**Selected text**:
I would hope so, sentences and words are some of the most secure passwords/phrases you can use

Words are the least secure way to generate a password of a given length because you are limiting your character set to 26, and character N gives you information about the character at position N+1

The most secure way to generate a password is to uniformly pick bytes from the entire character set using a suitable form of entropy

That’s only really true if you’re going to be storing the password in a secure vault after randomly generating it; otherwise, it’s terrible because 1) nobody will be able to remember it so they’ll be writing it down, and 2) it’ll be such a pain to type that people will find ways to circumvent it at every possible turn

Pass phrases, even when taken with the idea that it’s a limited character set that follows a semi predictable flow, if you look at it in terms of the number of words possible it actually is decently secure, especially if the words used are random and not meaningful to the user. Even limiting yourself to the 1000 most common words in the English language and using 4 words, that’s one trillion possible combinations without even accounting for modifying capitalisation, adding a symbol or three, including a short number at the end…

And even with that base set, even if a computer could theoretically try all trillion possibilities quickly, it’ll make a ton of noise, get throttled, and likely lock the account out long before it has a chance to try even the tiniest fraction of them

Your way is theoretically more secure, but practically only works for machines or with secure password storage. If it’s something a human needs to remember and type themselves, phrases of random words is much more viable and much more likely to be used in a secure fashion.

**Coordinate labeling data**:
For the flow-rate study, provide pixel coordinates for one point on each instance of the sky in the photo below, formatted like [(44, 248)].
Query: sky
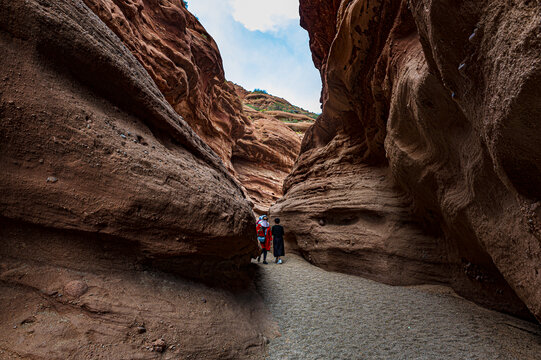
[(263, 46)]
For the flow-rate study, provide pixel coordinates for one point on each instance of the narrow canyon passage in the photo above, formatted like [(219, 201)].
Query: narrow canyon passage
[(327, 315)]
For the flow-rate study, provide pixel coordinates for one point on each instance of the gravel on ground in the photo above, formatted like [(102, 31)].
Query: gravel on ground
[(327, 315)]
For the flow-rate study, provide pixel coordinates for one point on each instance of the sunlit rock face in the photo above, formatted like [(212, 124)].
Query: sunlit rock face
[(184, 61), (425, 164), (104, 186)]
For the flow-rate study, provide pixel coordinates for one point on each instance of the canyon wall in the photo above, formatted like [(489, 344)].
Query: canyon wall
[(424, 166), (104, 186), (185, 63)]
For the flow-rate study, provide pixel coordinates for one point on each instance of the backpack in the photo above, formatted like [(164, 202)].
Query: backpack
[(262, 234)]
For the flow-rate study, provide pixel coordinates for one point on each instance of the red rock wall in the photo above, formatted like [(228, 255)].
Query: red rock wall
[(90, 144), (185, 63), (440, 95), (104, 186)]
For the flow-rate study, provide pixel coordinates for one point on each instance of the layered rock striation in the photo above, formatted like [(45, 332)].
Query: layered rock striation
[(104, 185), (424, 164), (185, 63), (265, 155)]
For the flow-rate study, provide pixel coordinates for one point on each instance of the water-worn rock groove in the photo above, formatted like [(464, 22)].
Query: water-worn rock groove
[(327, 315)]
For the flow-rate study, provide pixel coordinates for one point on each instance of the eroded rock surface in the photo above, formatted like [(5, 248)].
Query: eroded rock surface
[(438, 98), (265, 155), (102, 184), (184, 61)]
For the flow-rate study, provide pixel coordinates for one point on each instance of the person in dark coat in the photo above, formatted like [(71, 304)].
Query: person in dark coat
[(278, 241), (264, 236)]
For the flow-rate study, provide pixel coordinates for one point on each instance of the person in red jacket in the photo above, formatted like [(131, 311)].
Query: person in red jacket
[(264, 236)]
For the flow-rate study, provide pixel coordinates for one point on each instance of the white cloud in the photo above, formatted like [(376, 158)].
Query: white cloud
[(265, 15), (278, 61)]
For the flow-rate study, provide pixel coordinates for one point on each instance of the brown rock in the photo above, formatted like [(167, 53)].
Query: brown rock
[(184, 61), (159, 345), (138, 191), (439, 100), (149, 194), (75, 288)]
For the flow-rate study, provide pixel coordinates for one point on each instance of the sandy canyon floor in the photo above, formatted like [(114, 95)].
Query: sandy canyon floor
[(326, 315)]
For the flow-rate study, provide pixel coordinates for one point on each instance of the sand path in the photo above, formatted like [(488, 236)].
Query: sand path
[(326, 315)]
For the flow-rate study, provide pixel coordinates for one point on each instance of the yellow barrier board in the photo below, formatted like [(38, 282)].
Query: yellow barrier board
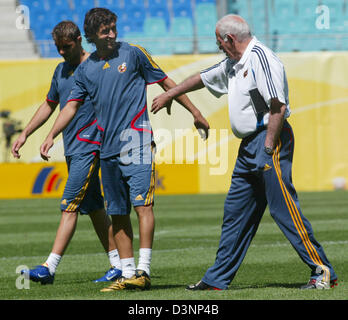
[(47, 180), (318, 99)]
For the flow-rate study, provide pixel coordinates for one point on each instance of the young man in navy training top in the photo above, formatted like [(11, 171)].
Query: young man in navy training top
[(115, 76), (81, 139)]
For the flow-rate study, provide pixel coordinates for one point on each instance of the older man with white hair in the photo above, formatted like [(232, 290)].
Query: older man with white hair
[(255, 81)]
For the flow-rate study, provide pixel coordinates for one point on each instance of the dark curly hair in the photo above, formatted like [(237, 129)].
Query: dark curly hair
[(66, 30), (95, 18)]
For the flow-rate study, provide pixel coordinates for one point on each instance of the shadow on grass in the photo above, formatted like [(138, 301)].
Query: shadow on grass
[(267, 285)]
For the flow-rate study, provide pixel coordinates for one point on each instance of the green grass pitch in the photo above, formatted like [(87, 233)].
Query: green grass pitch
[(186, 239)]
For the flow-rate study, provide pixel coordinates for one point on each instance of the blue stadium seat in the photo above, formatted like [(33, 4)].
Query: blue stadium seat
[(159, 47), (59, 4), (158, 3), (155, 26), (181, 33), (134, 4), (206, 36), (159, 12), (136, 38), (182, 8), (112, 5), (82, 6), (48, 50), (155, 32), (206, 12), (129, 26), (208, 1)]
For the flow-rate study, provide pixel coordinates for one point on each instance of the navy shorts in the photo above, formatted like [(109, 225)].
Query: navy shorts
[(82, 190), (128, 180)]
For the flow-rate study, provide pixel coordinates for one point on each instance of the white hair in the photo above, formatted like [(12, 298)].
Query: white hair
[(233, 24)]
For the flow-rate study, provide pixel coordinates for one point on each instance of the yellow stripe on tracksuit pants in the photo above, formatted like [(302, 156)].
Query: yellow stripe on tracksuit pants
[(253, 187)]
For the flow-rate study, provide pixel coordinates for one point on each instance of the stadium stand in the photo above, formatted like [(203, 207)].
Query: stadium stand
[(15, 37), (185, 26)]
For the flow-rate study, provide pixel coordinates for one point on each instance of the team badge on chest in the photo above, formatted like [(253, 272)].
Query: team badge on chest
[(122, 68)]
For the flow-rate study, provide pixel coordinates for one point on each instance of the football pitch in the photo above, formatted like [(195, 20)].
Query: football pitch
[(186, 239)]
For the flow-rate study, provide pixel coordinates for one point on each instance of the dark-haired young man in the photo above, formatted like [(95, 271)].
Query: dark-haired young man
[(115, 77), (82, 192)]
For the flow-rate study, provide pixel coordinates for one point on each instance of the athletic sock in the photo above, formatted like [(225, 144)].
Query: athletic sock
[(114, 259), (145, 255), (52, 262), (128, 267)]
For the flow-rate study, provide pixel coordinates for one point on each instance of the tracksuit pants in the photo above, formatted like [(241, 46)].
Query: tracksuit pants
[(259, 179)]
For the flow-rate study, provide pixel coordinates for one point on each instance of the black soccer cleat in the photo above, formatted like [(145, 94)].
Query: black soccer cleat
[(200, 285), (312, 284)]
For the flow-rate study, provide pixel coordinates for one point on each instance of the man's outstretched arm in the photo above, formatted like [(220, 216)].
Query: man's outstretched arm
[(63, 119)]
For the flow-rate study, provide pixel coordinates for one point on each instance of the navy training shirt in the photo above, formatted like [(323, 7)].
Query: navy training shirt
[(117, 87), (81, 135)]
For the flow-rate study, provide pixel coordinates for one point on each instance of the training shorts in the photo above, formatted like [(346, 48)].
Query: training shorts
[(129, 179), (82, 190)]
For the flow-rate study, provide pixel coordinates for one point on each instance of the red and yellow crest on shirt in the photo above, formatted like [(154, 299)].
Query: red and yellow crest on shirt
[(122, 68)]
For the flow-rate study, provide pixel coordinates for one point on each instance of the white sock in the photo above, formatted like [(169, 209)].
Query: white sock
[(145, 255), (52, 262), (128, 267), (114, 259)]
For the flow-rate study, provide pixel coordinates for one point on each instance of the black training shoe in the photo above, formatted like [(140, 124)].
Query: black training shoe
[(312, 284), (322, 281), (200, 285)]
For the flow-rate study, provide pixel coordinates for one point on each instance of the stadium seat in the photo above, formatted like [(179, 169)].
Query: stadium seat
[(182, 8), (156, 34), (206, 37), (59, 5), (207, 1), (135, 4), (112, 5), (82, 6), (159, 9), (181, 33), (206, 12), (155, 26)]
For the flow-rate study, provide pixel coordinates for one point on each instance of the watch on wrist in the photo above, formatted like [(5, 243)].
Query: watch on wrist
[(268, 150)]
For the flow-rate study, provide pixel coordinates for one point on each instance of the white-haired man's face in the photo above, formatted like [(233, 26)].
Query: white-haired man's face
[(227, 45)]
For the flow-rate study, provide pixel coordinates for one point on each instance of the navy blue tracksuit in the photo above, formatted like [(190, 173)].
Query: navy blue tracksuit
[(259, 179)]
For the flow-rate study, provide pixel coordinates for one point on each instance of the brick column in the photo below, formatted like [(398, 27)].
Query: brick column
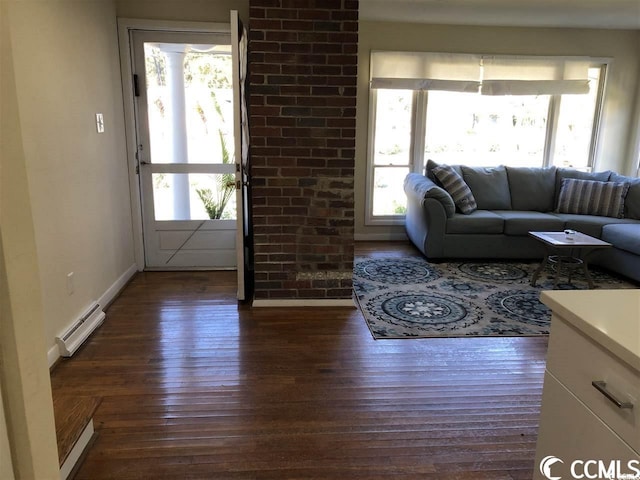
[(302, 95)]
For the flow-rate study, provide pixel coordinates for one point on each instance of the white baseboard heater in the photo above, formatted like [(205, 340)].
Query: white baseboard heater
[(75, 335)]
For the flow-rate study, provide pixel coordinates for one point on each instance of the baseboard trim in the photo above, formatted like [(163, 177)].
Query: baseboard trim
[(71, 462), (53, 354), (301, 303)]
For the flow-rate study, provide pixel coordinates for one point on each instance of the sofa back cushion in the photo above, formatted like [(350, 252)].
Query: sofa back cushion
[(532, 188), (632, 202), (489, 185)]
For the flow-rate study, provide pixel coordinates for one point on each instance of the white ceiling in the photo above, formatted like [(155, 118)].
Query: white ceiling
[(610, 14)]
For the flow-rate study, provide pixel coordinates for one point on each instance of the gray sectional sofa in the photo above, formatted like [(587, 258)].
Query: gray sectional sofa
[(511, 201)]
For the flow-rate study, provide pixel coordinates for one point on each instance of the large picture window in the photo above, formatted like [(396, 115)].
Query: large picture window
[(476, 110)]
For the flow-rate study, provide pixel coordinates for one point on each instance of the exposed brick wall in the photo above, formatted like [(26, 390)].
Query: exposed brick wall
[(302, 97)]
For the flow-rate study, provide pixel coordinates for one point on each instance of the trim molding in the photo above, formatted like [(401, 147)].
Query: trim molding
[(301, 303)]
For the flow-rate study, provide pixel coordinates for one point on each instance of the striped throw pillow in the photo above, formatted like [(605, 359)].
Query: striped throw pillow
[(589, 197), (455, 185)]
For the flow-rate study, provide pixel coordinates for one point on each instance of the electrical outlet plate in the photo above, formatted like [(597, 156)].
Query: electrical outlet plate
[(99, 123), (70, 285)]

**Problem 1**: List every modification the password security discussion mentions that could be added to a four-word passphrase beyond the words themselves.
**Problem 2**:
Answer these questions from the password security discussion:
(a) How many characters does the text say words limit your character set to?
(b) According to the text, what is the most secure way to generate a password?
(c) How many combinations does the text give for four words drawn from the 1000 most common English words?
**Problem 3**: Resume the password security discussion after its final sentence.

**Written reply 1**:
- Modifying capitalisation
- Adding a symbol or three
- Including a short number at the end

**Written reply 2**:
(a) 26
(b) Uniformly picking bytes from the entire character set using a suitable form of entropy
(c) One trillion

**Written reply 3**:
Generally people don’t memorize private keys, but this is applicable when generating pass phrases to protect private keys that are stored locally.

Leaving this here in case anyone wants to use this method: www.eff.org/dice

EFF Dice-Generated Passphrases

Create strong passphrases with EFF's new random number generators! This page includes information about passwords, different wordlists, and EFF's suggested method for passphrase generation. Use the directions below with any set of dice.And now, a message from internationally renowned security...

Electronic Frontier Foundation

And if you don’t feel like using physical dice:

diceware.rempe.us/#eff

Diceware Secure Passphrase and Password Generator

An easy way to generate a Diceware passphase or password.

Thanks for that! I recommend anyone who wants to minimize risk to follow their instructions for self-hosting:

Is the source code available and can I run my own copy locally?

Yes! The source code is available on Github. Its a simple static HTML application and you can clone and run it by opening the index.html file in your browser. When run locally it should work when your computer is completely offline. The latest commits in the git repository are signed with my public code signing key.

GitHub - grempe/diceware: A tool for generating strong Diceware passwords, with entropy and crack time estimates.

A tool for generating strong Diceware passwords, with entropy and crack time estimates. - grempe/diceware

GitHub

We are talking about RSA though, so there is a fixed character length and it isn’t meant to be remembered because your private key is stored on disk.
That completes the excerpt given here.